Exercise details:
Output the data exactly, with every line intact.

:::

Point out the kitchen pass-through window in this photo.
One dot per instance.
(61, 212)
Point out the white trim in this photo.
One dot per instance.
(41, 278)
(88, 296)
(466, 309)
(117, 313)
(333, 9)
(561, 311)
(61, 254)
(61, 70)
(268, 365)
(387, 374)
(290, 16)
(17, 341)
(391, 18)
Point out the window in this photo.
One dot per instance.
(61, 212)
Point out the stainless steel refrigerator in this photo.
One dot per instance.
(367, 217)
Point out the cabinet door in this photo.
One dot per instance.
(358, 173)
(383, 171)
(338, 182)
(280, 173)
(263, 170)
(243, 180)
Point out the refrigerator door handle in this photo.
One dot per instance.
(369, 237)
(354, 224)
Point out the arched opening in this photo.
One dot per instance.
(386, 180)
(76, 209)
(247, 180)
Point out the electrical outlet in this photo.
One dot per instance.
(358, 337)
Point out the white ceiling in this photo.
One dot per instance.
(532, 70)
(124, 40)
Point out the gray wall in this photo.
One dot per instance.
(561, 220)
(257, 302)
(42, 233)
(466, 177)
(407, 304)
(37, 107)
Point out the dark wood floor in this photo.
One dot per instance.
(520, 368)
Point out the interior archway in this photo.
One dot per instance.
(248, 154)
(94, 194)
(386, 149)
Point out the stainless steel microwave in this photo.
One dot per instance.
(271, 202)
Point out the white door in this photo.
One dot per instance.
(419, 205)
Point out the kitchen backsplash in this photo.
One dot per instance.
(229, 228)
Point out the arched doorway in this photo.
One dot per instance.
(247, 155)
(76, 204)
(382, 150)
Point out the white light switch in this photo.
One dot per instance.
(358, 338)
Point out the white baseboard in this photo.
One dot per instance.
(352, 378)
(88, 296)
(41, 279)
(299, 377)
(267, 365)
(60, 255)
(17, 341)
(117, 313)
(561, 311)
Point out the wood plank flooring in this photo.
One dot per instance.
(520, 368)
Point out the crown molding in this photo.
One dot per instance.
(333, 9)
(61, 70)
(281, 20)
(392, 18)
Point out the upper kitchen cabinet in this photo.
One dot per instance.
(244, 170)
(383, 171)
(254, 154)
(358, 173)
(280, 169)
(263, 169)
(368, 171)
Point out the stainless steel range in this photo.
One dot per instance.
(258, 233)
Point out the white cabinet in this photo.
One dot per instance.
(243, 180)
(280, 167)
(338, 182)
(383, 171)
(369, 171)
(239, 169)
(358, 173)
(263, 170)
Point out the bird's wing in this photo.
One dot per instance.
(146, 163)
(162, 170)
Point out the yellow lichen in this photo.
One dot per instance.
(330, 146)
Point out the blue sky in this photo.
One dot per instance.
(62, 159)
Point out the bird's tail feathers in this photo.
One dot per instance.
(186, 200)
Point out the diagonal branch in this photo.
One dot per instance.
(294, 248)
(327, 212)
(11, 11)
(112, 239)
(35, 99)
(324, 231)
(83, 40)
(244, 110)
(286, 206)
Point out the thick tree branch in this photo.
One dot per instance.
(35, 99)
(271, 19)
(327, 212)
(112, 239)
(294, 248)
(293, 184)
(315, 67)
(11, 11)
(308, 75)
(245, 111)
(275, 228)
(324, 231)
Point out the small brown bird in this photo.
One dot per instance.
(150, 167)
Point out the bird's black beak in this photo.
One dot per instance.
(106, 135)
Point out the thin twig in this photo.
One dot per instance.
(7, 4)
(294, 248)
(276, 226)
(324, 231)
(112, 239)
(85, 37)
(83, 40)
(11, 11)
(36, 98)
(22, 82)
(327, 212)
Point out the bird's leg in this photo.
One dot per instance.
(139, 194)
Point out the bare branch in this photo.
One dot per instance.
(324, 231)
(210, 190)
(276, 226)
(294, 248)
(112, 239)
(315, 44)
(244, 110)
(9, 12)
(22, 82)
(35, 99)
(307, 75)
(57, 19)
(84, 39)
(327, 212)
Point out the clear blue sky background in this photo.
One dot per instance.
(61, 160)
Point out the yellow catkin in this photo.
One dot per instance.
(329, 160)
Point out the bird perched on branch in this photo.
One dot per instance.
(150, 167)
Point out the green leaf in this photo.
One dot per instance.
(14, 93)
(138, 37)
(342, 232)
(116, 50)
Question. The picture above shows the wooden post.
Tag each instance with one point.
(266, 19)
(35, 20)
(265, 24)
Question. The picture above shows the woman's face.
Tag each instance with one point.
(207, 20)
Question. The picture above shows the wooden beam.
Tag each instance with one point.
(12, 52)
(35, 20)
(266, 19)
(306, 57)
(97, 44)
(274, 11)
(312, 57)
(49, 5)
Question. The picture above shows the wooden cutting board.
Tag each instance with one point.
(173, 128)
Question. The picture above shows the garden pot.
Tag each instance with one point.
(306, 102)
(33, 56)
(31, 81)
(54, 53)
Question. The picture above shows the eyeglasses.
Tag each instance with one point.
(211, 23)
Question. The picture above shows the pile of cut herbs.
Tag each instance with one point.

:::

Finished exercise:
Point out the kitchen pass-through window in this photo.
One dot per instance.
(61, 212)
Point out the white trim in this photo.
One dot per instance.
(41, 278)
(88, 296)
(466, 309)
(117, 313)
(333, 9)
(561, 311)
(61, 254)
(61, 70)
(268, 365)
(387, 374)
(290, 16)
(17, 341)
(391, 18)
Point out the window in this photo.
One dot per instance.
(61, 212)
Point out the stainless steel refrigerator in this photo.
One dot per instance.
(367, 217)
Point out the cabinet door in this photo.
One dot per instance.
(358, 173)
(383, 171)
(338, 182)
(280, 173)
(263, 170)
(243, 180)
Point out the refrigerator door handle in this photo.
One dot per instance.
(369, 237)
(354, 224)
Point out the arched opening in this photo.
One dot per instance.
(386, 180)
(76, 209)
(247, 180)
Point out the electrical outlet in this photo.
One dot per instance.
(358, 337)
Point out the white ceiling in this photo.
One dot per instance.
(532, 70)
(124, 40)
Point out the gray wall in this photo.
One dot per instance.
(561, 220)
(257, 302)
(42, 233)
(466, 177)
(407, 304)
(37, 107)
Point out the dark wood floor in this photo.
One dot per instance.
(520, 368)
Point out the interior archway in this photo.
One dot per instance.
(248, 154)
(94, 194)
(386, 149)
Point out the stainless steel microwave in this photo.
One dot per instance.
(271, 202)
Point out the white door in this photo.
One dot per instance.
(419, 205)
Point out the kitchen backsplash in this photo.
One dot per instance.
(229, 228)
Point out the arched doorway in this photo.
One dot per instance.
(247, 155)
(76, 204)
(382, 150)
Point out the white light switch in this photo.
One dot per instance.
(358, 338)
Point out the white baseboard in this photo.
One dot per instance.
(352, 378)
(88, 296)
(41, 279)
(299, 377)
(267, 365)
(60, 255)
(17, 341)
(117, 313)
(561, 311)
Point out the wood plank flooring in this photo.
One dot per instance.
(520, 368)
Point out the crown molding in this photo.
One dot per instance.
(333, 9)
(61, 70)
(281, 20)
(392, 18)
Point out the upper kitchen cabinet in this photo.
One dot per instance.
(244, 170)
(383, 171)
(254, 154)
(358, 173)
(280, 169)
(263, 169)
(368, 171)
Point out the stainless steel range in this photo.
One dot per instance.
(258, 233)
Point out the white cabinet in this photo.
One dot per instance.
(243, 180)
(280, 167)
(338, 182)
(383, 171)
(369, 171)
(239, 169)
(358, 173)
(263, 170)
Point out the bird's wing in this photo.
One dot per instance.
(146, 163)
(162, 170)
Point out the yellow lichen in this photo.
One dot per instance.
(330, 146)
Point out the blue sky in this photo.
One dot per instance.
(62, 159)
Point out the bird's tail feathers in this photo.
One dot per instance.
(186, 200)
Point out the diagonal branch in this photo.
One dot per instance.
(294, 248)
(327, 212)
(11, 11)
(112, 239)
(35, 99)
(324, 231)
(83, 40)
(244, 110)
(286, 206)
Point out the thick tree branch in this photo.
One dot per instance.
(35, 99)
(271, 19)
(327, 212)
(112, 239)
(294, 248)
(293, 184)
(315, 67)
(11, 11)
(308, 75)
(245, 111)
(275, 228)
(324, 231)
Point out the small brown bird in this photo.
One dot per instance.
(150, 167)
Point out the bird's black beak in this photo.
One dot per instance.
(106, 135)
Point out the thin twig in this photo.
One dot per instance.
(7, 4)
(294, 248)
(276, 226)
(324, 231)
(112, 239)
(85, 37)
(83, 40)
(11, 11)
(36, 98)
(22, 82)
(327, 212)
Point out the bird's leg in this photo.
One dot per instance.
(139, 194)
Point out the bare branch in this photo.
One dot per instance.
(324, 231)
(210, 190)
(276, 226)
(294, 248)
(112, 239)
(315, 44)
(244, 110)
(9, 12)
(22, 82)
(35, 99)
(307, 75)
(57, 19)
(84, 39)
(327, 212)
Point out the clear blue sky background in this photo.
One dot per instance.
(61, 160)
Point out the yellow catkin in this photo.
One dot per instance.
(329, 160)
Point out the bird perched on branch in this photo.
One dot per instance.
(150, 167)
Point out the green leaf in this photo.
One dot per instance.
(14, 93)
(138, 37)
(342, 232)
(116, 50)
Question. The picture above shows the wooden post.
Tag each instance with one point.
(266, 19)
(35, 20)
(265, 24)
Question. The picture above shows the woman's face.
Tag each instance with one point.
(207, 20)
Question. The picture above shows the wooden beam.
Tag each instance with one point.
(12, 52)
(35, 20)
(266, 19)
(306, 57)
(97, 44)
(274, 11)
(312, 57)
(49, 5)
Question. The picture above shows the wooden cutting board.
Tag each instance with one point.
(173, 128)
Question. The picture above shows the garden pot.
Tag each instance with one point.
(306, 102)
(33, 56)
(31, 81)
(54, 53)
Question. The picture above shows the eyeglasses.
Tag each instance with one point.
(211, 23)
Question. The picture above shows the pile of cut herbs.
Tag each instance with one point.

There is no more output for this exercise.